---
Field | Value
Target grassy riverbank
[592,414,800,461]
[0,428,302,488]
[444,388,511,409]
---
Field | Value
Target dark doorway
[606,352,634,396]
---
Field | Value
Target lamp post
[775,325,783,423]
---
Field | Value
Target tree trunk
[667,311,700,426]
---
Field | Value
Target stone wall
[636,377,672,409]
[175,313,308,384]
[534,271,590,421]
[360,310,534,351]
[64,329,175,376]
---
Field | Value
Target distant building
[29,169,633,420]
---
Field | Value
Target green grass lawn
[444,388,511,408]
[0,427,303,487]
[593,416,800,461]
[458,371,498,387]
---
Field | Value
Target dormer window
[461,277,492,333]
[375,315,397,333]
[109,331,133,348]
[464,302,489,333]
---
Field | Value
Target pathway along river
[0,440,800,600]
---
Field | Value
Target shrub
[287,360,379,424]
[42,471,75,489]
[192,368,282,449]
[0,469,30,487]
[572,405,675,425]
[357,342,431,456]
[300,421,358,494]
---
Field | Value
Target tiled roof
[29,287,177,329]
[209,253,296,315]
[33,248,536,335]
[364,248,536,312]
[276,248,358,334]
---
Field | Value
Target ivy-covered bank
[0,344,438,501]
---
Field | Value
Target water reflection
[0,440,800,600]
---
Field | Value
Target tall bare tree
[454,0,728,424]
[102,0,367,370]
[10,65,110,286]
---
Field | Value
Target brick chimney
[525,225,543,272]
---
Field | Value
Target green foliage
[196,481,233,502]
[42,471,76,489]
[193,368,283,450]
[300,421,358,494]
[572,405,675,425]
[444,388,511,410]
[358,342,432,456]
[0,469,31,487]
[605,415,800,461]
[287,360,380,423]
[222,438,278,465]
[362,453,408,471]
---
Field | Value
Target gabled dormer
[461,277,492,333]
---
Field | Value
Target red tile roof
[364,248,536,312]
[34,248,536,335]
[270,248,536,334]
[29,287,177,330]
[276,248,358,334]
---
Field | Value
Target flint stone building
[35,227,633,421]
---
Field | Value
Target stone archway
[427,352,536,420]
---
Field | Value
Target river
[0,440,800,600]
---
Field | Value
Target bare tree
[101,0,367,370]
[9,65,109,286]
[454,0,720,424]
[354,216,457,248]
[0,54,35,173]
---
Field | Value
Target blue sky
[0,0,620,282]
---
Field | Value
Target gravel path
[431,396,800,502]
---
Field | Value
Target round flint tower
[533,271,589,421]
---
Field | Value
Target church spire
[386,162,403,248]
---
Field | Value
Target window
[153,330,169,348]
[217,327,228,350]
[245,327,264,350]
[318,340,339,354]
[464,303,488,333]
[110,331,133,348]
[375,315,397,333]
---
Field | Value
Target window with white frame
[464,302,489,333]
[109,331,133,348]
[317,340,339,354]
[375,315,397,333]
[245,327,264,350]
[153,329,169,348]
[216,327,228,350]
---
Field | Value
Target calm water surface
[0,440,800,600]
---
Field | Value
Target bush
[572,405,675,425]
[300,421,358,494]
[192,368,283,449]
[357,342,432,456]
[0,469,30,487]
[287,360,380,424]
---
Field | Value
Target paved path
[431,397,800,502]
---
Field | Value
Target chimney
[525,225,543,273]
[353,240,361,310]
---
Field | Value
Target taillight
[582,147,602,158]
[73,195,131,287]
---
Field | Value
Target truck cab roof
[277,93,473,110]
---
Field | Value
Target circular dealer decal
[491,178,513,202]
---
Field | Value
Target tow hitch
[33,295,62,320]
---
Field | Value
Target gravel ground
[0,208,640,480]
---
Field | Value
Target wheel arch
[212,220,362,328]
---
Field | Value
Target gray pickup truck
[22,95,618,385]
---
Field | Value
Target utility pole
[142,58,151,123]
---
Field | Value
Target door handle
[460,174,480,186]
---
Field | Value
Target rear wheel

### What is required
Could you reproduce all the records with "smokestack" substituted for every "chimney", keeping everything else the same?

### Completed task
---
Field | Value
Target grassy riverbank
[592,414,800,461]
[0,428,302,488]
[444,388,511,409]
---
Field | Value
Target dark doorway
[606,352,634,396]
---
Field | Value
Target lamp post
[775,325,783,423]
---
Field | Value
Target tree trunk
[667,311,700,426]
---
Field | Value
Target stone wall
[636,377,672,409]
[175,313,308,384]
[534,271,590,421]
[360,310,534,351]
[64,329,175,376]
---
Field | Value
Target distant building
[29,169,633,420]
---
Field | Value
Target green grass lawn
[444,388,511,408]
[0,427,303,487]
[593,416,800,461]
[458,371,498,387]
---
Field | Value
Target dormer window
[461,277,492,333]
[375,315,397,333]
[109,331,133,348]
[464,302,489,333]
---
Field | Value
Target pathway along river
[0,440,800,600]
---
Field | Value
Target shrub
[287,360,379,424]
[42,471,75,489]
[192,368,282,449]
[0,469,30,487]
[572,405,675,425]
[357,342,431,456]
[300,421,358,494]
---
Field | Value
Target tiled roof
[29,287,177,329]
[209,253,296,315]
[33,248,536,335]
[364,248,536,312]
[276,248,358,334]
---
Field | Value
Target ivy-covered bank
[0,344,438,501]
---
Field | Value
Target water reflection
[0,440,800,600]
---
Field | Value
Target tall bare tree
[454,0,728,424]
[102,0,367,370]
[10,65,110,286]
---
Field | Value
Target brick smokestack
[525,225,543,272]
---
Field | Value
Target green foliage
[196,481,233,502]
[42,471,76,489]
[193,368,283,450]
[300,421,358,494]
[572,405,675,425]
[444,388,511,410]
[358,342,432,456]
[0,469,31,487]
[605,415,800,461]
[287,360,380,423]
[222,438,278,465]
[362,453,408,471]
---
Field | Value
Target gabled dormer
[461,277,492,333]
---
Field | Value
Target red tile roof
[364,248,536,312]
[34,248,536,335]
[270,248,536,334]
[29,287,177,330]
[276,248,358,334]
---
Field | Value
Target flint stone building
[35,227,633,421]
---
Field | Value
Target stone archway
[427,352,536,420]
---
Field | Value
Target river
[0,440,800,600]
---
Field | Value
Target bare tree
[101,0,367,370]
[9,65,109,286]
[454,0,720,424]
[354,216,457,248]
[0,54,35,173]
---
Field | Value
Target blue sky
[0,0,620,282]
---
Field | Value
Target gravel path
[431,396,800,502]
---
Field | Value
Target round flint tower
[533,271,589,421]
---
Field | Value
Target church spire
[386,162,403,248]
---
Field | Value
Target window
[153,330,169,348]
[217,327,228,350]
[245,327,264,350]
[318,340,339,354]
[464,303,488,333]
[110,331,133,348]
[375,315,397,333]
---
Field | Value
Target window with white frame
[464,302,489,333]
[109,331,133,348]
[317,340,339,354]
[375,315,397,333]
[245,327,264,350]
[153,329,169,348]
[216,327,228,350]
---
Field | Value
Target calm water surface
[0,440,800,600]
---
Field | Value
Target bush
[572,405,675,425]
[300,421,358,494]
[192,368,283,449]
[357,342,432,456]
[0,469,30,487]
[287,360,380,424]
---
Field | Value
Target paved path
[431,397,800,502]
---
Field | Value
Target smokestack
[525,225,543,273]
[353,240,361,310]
---
Field | Value
Target taillight
[582,147,602,158]
[73,195,131,287]
---
Field | Value
Target truck cab roof
[277,93,473,110]
---
Field | Value
Target circular dealer decal
[491,178,513,202]
---
Field | Value
Target tow hitch
[33,295,62,320]
---
Field | Value
Target gravel ground
[0,208,640,480]
---
Field | Value
Target wheel arch
[212,220,362,328]
---
Field | Value
Target gray pickup truck
[22,95,618,385]
---
Field | Value
Target utility pole
[142,58,151,123]
---
Field | Value
Target door handle
[460,174,480,186]
---
Field | Value
Target rear wheel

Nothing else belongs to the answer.